提示文
::::

原子力システム 研究開発事業 成果報告会資料集

多粒子対応型高性能次世代放射線モニタの開発

(受託者)独立行政法人日本原子力研究開発機構
(研究代表者)佐藤達彦 原子力基礎工学研究部門 研究副主幹
(再委託先)国立大学法人九州大学

1.研究開発の背景とねらい

 マイナーアクチノイド(MA)を含む核燃料サイクルを確立するためには、その燃料製造や再処理工程において、自発核分裂等から発生する様々なエネルギースペクトルの中性子・光子の混合被ばくによる線量を的確にモニタリングする必要がある。また、それらの施設における設備の故障や誤動作による予期しない被ばくの際には、様々な場所における線量やスペクトルを短時間で適切に測定し、その対処方法を検討する必要がある。本事業では、これらの目的に資するため、幅広い範囲の強度・エネルギーを持つ中性子・光子による線量及びエネルギースペクトルを高精度かつ高感度に測定可能な可搬型の次世代放射線モニタを開発する。

2.研究開発成果

 本事業では、上記目的を達成するため、①線量及びエネルギースペクトル測定原理の確立、②データ収集・解析装置の開発、及び③性能試験を実施した。以下、その成果を記述する。

① 線量及びエネルギースペクトル測定原理の確立
1)高性能可搬型検出器の開発
 本事業で必要となる検出器の感度及びエネルギー特性を検討するため、高速中性子及び光子測定用の混合液体シンチレータに、熱中性子測定用の6Li 含有Zn(Ag)シンチレータシートを組み合わせ、熱エネルギーから1GeV までの中性子、100MeV までの光子を同時に計測する高分解能可搬型検出器を試作した。その際、検出器の構造は、検出器重量及び感度が本事業目的に最適となるよう計算解析に基づいて決定した。試作した高性能可搬型検出器の構造を図1に示す。

2)線量及びエネルギースペクトル導出アルゴリズムの開発
 ①1)検出器からの信号より線量及び放射線エネルギースペクトルを導出するため、図2に示す信号解析アルゴリズムを開発した。具体的には、まず、検出器からの信号の発光直後の出力と減衰部分の出力を比較するゲート積分法を改良することにより、検出器に入射した放射線(光子、速中性子もしくは熱中性子)を識別する手法を開発した。また、検出器からの信号の出力(発光量)を線量に直接変換する演算子(G関数)を計算し、線量をリアルタイムで導出することに成功した。
 一方、弁別した速中性子及び光子それぞれの信号の発光量分布を解析し、検出器に入射した放射線のエネルギースペクトルを導出するアルゴリズムを開発した。そのために、既存の逆問題解析法(アンフォールディング法)の調査を行い、スペクトル導出精度の高い最適なモデルを決定し、そのモデルを①1)検出器に適用できるよう改良した。また、導出したエネルギースペクトルにフルエンスから被ばく線量への換算係数を適用して線量を導出し、G関数を用いて計算した線量と比較することにより、導出したエネルギースペクトルや線量の精度を自動的に検証する手法を確立した。

::::

抽出資料
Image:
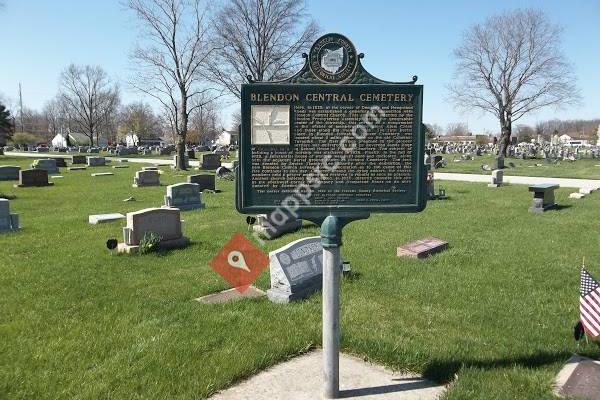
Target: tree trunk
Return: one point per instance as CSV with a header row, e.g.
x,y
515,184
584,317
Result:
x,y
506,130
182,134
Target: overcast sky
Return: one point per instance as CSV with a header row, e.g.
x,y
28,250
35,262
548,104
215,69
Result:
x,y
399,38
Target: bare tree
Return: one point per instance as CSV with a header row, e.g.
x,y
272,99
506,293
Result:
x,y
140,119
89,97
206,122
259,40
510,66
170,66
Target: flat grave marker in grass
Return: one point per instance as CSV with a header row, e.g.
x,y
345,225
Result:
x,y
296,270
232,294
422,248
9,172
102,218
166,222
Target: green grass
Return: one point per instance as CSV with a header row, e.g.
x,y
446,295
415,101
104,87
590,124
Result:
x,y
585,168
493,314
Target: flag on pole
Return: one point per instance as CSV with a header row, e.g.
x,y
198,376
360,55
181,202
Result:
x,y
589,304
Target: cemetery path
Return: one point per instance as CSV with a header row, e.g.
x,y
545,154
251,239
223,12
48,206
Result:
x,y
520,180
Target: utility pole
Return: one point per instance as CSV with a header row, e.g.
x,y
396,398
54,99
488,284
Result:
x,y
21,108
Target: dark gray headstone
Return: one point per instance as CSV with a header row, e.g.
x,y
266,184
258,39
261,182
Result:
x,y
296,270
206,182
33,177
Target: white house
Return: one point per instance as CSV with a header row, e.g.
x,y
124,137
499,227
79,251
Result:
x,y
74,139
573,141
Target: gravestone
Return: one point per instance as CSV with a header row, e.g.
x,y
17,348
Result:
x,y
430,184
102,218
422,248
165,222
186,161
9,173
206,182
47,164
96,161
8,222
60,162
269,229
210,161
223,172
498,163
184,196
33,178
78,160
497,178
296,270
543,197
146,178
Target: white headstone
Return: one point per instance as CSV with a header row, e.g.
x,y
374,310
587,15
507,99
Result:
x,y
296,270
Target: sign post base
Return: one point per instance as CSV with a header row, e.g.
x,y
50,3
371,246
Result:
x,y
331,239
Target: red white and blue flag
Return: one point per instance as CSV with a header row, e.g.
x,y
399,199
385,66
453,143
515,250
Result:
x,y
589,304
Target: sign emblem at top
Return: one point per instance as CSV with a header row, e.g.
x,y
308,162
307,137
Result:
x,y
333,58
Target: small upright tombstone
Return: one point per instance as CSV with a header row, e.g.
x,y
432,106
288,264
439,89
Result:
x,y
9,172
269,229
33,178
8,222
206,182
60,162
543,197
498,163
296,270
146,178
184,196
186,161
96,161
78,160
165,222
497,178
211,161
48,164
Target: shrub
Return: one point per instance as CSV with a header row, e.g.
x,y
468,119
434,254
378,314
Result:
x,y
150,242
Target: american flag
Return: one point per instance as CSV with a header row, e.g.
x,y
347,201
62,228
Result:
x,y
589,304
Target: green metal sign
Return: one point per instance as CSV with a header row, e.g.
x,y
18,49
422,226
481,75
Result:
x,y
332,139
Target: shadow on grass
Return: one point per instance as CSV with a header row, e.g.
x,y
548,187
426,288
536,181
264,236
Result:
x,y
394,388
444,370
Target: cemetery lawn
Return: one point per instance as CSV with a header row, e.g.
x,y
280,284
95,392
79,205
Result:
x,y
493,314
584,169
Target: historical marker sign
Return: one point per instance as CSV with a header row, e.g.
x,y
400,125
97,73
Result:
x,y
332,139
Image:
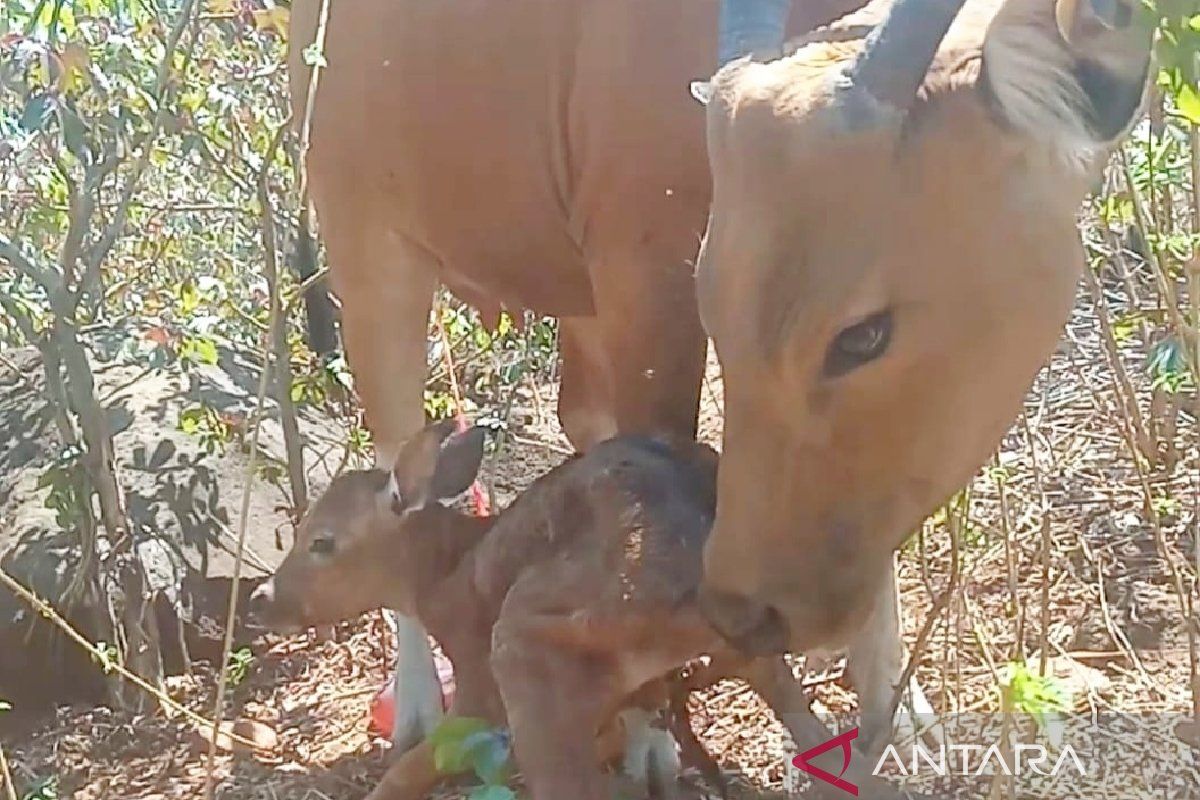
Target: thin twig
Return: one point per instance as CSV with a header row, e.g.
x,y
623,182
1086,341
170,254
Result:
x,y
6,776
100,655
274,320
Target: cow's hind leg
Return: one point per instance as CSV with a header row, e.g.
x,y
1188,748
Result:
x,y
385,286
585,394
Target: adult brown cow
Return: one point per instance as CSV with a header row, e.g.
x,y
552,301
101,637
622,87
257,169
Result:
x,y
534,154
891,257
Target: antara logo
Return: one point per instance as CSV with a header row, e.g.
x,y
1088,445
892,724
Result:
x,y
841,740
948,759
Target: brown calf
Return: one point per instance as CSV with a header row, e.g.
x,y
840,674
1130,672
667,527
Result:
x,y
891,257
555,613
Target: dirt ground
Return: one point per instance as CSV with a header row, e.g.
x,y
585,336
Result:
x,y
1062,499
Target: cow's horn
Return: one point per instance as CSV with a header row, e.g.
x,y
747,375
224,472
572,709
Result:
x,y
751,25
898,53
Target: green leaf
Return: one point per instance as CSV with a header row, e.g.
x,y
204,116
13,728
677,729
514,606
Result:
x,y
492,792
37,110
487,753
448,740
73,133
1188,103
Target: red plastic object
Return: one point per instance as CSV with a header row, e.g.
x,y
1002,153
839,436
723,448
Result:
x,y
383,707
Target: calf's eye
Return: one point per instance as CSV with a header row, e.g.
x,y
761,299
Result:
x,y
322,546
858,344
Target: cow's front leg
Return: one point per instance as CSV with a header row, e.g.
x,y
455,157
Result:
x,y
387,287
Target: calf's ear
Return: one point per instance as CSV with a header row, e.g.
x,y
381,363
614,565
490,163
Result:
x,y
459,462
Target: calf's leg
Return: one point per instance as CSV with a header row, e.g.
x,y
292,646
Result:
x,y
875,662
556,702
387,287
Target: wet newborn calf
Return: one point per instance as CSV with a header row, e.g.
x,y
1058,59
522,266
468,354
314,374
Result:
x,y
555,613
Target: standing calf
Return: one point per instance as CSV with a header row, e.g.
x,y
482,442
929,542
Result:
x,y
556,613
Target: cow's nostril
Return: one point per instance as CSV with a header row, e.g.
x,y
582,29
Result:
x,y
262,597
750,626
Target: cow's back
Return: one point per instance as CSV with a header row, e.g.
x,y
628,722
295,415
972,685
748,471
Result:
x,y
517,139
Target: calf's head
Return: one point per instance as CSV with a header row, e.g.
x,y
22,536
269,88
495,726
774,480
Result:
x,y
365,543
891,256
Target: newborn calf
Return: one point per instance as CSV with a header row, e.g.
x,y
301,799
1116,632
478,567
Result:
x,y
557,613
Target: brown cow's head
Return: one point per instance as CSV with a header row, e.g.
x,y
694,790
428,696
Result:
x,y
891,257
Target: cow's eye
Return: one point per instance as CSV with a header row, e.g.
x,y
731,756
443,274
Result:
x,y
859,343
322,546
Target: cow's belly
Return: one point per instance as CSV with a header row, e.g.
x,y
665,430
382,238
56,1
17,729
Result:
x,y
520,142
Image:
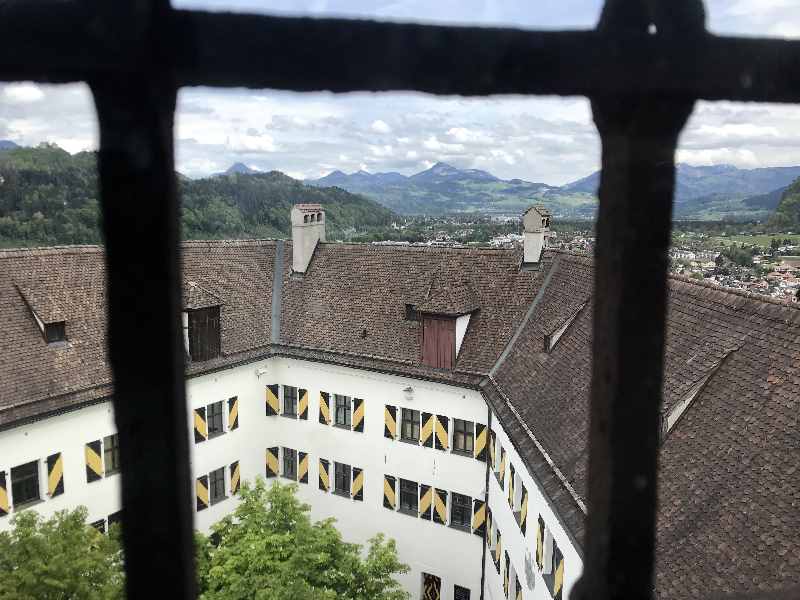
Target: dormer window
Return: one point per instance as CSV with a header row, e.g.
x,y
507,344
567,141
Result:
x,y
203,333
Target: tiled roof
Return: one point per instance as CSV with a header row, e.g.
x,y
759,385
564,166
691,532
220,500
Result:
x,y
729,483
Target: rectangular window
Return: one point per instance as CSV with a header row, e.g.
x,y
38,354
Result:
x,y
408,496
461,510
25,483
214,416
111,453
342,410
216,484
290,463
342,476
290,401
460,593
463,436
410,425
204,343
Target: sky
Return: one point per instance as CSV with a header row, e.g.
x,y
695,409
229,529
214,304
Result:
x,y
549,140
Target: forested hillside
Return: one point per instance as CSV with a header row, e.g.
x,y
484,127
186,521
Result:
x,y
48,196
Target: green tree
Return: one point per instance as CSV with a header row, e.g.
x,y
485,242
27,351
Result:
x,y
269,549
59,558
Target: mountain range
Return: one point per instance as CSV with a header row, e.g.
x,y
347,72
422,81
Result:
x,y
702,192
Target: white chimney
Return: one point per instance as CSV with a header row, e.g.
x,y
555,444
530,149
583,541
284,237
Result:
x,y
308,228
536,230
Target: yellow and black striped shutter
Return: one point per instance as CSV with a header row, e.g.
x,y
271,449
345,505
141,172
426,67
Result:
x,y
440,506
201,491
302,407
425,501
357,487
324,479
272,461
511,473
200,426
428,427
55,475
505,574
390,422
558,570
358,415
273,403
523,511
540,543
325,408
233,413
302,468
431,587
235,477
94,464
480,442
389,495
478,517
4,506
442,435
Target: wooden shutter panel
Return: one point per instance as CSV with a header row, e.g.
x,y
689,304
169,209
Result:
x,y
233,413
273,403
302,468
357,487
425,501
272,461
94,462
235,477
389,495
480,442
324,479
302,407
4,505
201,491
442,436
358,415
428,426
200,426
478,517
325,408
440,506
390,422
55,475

::::

作業課題
(1) 提示文のうち、「1.研究開発の背景とねらい」で始まり「ムで導出することに成功した。」で終わる部分を一字一句変えずに返してください。
(2) 提示文にある「その際、検出器の構造は、検出器重量及び感度が本事業目的に最適となるよう計算解析に基づいて決定した。」という一文を英語に訳してください。
(3) 次の(a)〜(c)が提示文の内容と合っているかをそれぞれ「はい」か「いいえ」で答え、判断の決め手となる提示文の語句をそのまま引用してください。(a) 試作した検出器は、熱エネルギーから1GeVまでの中性子を計測する。(b) 試作した検出器は、1GeVまでの光子を計測する。(c) 線量は測定後にまとめて算出される。
資料はこの提示文とは別の出典から取られています。

課題の解答
(1)
1.研究開発の背景とねらい

 マイナーアクチノイド(MA)を含む核燃料サイクルを確立するためには、その燃料製造や再処理工程において、自発核分裂等から発生する様々なエネルギースペクトルの中性子・光子の混合被ばくによる線量を的確にモニタリングする必要がある。また、それらの施設における設備の故障や誤動作による予期しない被ばくの際には、様々な場所における線量やスペクトルを短時間で適切に測定し、その対処方法を検討する必要がある。本事業では、これらの目的に資するため、幅広い範囲の強度・エネルギーを持つ中性子・光子による線量及びエネルギースペクトルを高精度かつ高感度に測定可能な可搬型の次世代放射線モニタを開発する。

2.研究開発成果

 本事業では、上記目的を達成するため、①線量及びエネルギースペクトル測定原理の確立、②データ収集・解析装置の開発、及び③性能試験を実施した。以下、その成果を記述する。

① 線量及びエネルギースペクトル測定原理の確立
1)高性能可搬型検出器の開発
 本事業で必要となる検出器の感度及びエネルギー特性を検討するため、高速中性子及び光子測定用の混合液体シンチレータに、熱中性子測定用の6Li 含有Zn(Ag)シンチレータシートを組み合わせ、熱エネルギーから1GeV までの中性子、100MeV までの光子を同時に計測する高分解能可搬型検出器を試作した。その際、検出器の構造は、検出器重量及び感度が本事業目的に最適となるよう計算解析に基づいて決定した。試作した高性能可搬型検出器の構造を図1に示す。

2)線量及びエネルギースペクトル導出アルゴリズムの開発
 ①1)検出器からの信号より線量及び放射線エネルギースペクトルを導出するため、図2に示す信号解析アルゴリズムを開発した。具体的には、まず、検出器からの信号の発光直後の出力と減衰部分の出力を比較するゲート積分法を改良することにより、検出器に入射した放射線(光子、速中性子もしくは熱中性子)を識別する手法を開発した。また、検出器からの信号の出力(発光量)を線量に直接変換する演算子(G関数)を計算し、線量をリアルタイムで導出することに成功した。

(2) In doing so, the structure of the detector was determined based on computational analysis so that the detector's weight and sensitivity would be optimal for the purposes of this project.

(3)
(a) はい。「熱エネルギーから1GeV までの中性子」
(b) いいえ。「100MeV までの光子」
(c) いいえ。「線量をリアルタイムで導出することに成功した」